Wherever a picture appears in the listing, leave it out, and copy the rest exactly.

BEGIN

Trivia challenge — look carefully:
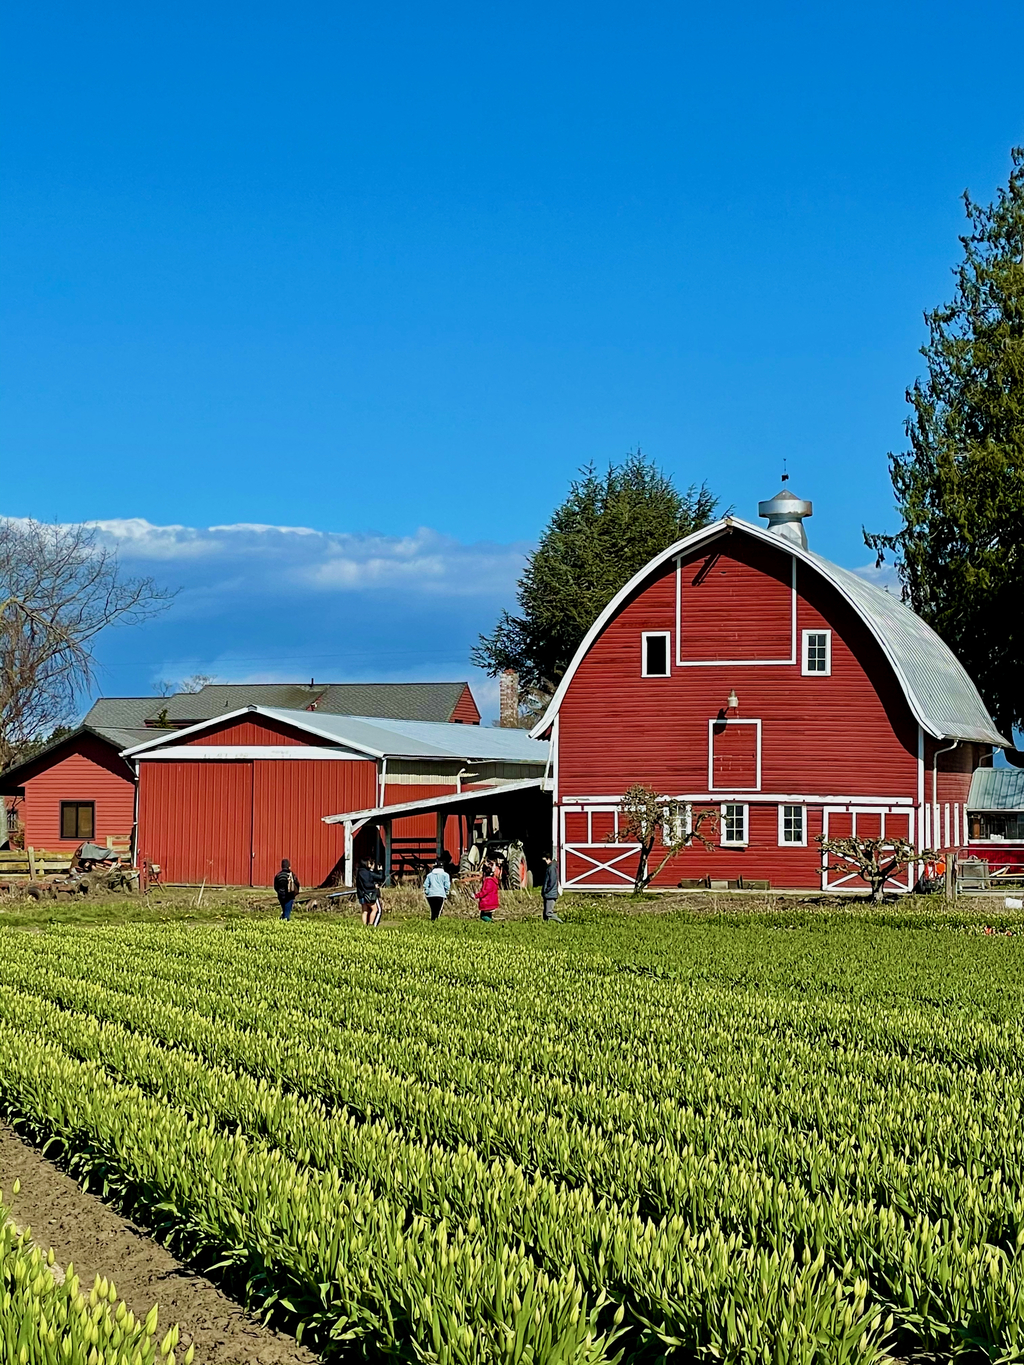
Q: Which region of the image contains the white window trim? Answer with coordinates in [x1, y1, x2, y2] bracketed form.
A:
[801, 628, 832, 676]
[778, 803, 807, 847]
[720, 802, 749, 846]
[641, 631, 672, 678]
[707, 718, 762, 791]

END

Exercise response:
Trivia challenge — look carefully:
Q: Which region of the image contains the white window trim? Answer with coordinates in [x1, y1, x2, y2] bracketed form.
A:
[801, 628, 832, 676]
[778, 803, 807, 847]
[720, 802, 749, 846]
[641, 631, 672, 678]
[707, 718, 762, 791]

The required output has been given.